=== RAW DATA ===
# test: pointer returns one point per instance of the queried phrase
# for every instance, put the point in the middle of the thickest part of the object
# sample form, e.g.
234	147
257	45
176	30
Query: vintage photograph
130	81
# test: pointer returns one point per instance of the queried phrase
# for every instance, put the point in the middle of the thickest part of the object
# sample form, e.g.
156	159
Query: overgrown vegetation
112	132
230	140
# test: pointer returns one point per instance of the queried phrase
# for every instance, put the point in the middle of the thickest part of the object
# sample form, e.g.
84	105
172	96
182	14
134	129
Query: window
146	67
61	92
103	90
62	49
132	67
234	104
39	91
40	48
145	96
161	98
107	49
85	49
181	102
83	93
* * *
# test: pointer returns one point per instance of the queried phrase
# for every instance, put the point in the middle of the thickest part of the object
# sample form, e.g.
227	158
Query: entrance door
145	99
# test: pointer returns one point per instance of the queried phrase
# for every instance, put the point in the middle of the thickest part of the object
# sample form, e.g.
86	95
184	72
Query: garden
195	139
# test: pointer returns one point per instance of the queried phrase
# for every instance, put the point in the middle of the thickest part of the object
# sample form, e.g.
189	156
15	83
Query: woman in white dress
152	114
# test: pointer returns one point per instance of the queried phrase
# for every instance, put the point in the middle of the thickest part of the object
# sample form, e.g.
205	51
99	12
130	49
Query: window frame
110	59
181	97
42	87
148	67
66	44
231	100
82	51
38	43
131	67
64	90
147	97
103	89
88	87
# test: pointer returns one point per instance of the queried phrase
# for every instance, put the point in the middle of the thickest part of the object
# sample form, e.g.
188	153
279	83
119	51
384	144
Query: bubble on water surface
==
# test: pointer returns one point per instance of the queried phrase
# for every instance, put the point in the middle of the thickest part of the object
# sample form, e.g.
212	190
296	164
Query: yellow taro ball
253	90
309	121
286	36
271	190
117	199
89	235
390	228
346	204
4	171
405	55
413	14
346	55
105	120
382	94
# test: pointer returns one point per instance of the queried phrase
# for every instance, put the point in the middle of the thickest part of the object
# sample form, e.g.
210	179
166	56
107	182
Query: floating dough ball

=== EXERCISE GOAL ===
List every line in the rows above that contains the string "Query". Case counts.

=== RESULT OF THE TASK ===
Query: vintage photograph
Query: overgrown vegetation
Query: window
Query: entrance door
Query: garden
Query: woman in white dress
Query: window frame
Query: bubble on water surface
Query: yellow taro ball
Query: floating dough ball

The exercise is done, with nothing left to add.